DIRECTIONS FOR THIS TASK:
Reproduce the following material exactly, including every line.

Items from a data source:
+--
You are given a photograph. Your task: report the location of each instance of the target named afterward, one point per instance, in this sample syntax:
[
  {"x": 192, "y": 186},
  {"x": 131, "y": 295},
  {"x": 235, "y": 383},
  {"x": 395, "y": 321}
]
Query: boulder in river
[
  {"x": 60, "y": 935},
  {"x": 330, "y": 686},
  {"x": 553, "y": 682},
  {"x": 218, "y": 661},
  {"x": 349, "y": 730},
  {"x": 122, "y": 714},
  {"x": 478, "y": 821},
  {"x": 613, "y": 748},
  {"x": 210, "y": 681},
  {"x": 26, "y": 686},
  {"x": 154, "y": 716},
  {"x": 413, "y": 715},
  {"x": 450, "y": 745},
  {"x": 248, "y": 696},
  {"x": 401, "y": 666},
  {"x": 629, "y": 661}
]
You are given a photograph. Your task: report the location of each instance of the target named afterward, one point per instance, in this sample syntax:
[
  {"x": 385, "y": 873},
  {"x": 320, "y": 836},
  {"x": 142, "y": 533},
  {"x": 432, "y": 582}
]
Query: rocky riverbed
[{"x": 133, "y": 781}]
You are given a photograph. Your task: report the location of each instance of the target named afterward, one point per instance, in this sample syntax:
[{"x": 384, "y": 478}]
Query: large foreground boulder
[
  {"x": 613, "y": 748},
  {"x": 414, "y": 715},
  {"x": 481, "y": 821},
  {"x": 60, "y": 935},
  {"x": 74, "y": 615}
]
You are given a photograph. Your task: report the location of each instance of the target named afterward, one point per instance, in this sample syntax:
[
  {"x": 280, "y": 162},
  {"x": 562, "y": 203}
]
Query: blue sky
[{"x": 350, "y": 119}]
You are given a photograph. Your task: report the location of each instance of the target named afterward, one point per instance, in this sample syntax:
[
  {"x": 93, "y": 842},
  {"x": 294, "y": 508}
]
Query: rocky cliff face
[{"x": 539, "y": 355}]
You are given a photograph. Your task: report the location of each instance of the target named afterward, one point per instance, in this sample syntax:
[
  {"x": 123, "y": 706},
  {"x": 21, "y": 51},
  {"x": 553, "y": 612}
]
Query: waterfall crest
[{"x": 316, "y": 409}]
+--
THE REPLY:
You are given a photograph. Your task: report the location of each instance of the target named afterward, one point per instance, in this sample syntax:
[
  {"x": 192, "y": 186},
  {"x": 131, "y": 295},
  {"x": 235, "y": 383},
  {"x": 395, "y": 321}
]
Query: boulder in river
[
  {"x": 60, "y": 935},
  {"x": 330, "y": 686},
  {"x": 553, "y": 682},
  {"x": 218, "y": 661},
  {"x": 349, "y": 730},
  {"x": 122, "y": 714},
  {"x": 478, "y": 821},
  {"x": 613, "y": 748},
  {"x": 210, "y": 681},
  {"x": 26, "y": 686},
  {"x": 154, "y": 716},
  {"x": 413, "y": 715},
  {"x": 450, "y": 745},
  {"x": 248, "y": 696},
  {"x": 401, "y": 666},
  {"x": 629, "y": 661}
]
You are given a photograph. Your task: report the location of each instance of the target named afterward, one point per instance, in this sample syntax:
[
  {"x": 385, "y": 873},
  {"x": 320, "y": 836},
  {"x": 142, "y": 533},
  {"x": 432, "y": 582}
]
Query: rocky riverbed
[{"x": 133, "y": 781}]
You are given a photograph. Your task: report the location of each instance of the target named afterward, one point per instance, in this sample syntax:
[{"x": 384, "y": 478}]
Query: large foreground boulder
[
  {"x": 613, "y": 748},
  {"x": 414, "y": 715},
  {"x": 481, "y": 821},
  {"x": 60, "y": 935},
  {"x": 74, "y": 615}
]
You are given a photograph. Your task: report the location of each instance of the target named afterward, one point per instance, in this sample syntax:
[
  {"x": 280, "y": 162},
  {"x": 562, "y": 203}
]
Query: blue sky
[{"x": 350, "y": 119}]
You are given a photograph. Your task: report the location of each instance of the target named afterward, one point per instance, in this sample syntax:
[
  {"x": 93, "y": 842},
  {"x": 294, "y": 508}
]
Query: rocky cliff face
[{"x": 539, "y": 355}]
You are given a photograph. Your task: report the location of each instance of the target named afterward, one point per instance, in this sample syntax:
[
  {"x": 123, "y": 706},
  {"x": 21, "y": 51},
  {"x": 553, "y": 612}
]
Query: waterfall crest
[{"x": 316, "y": 409}]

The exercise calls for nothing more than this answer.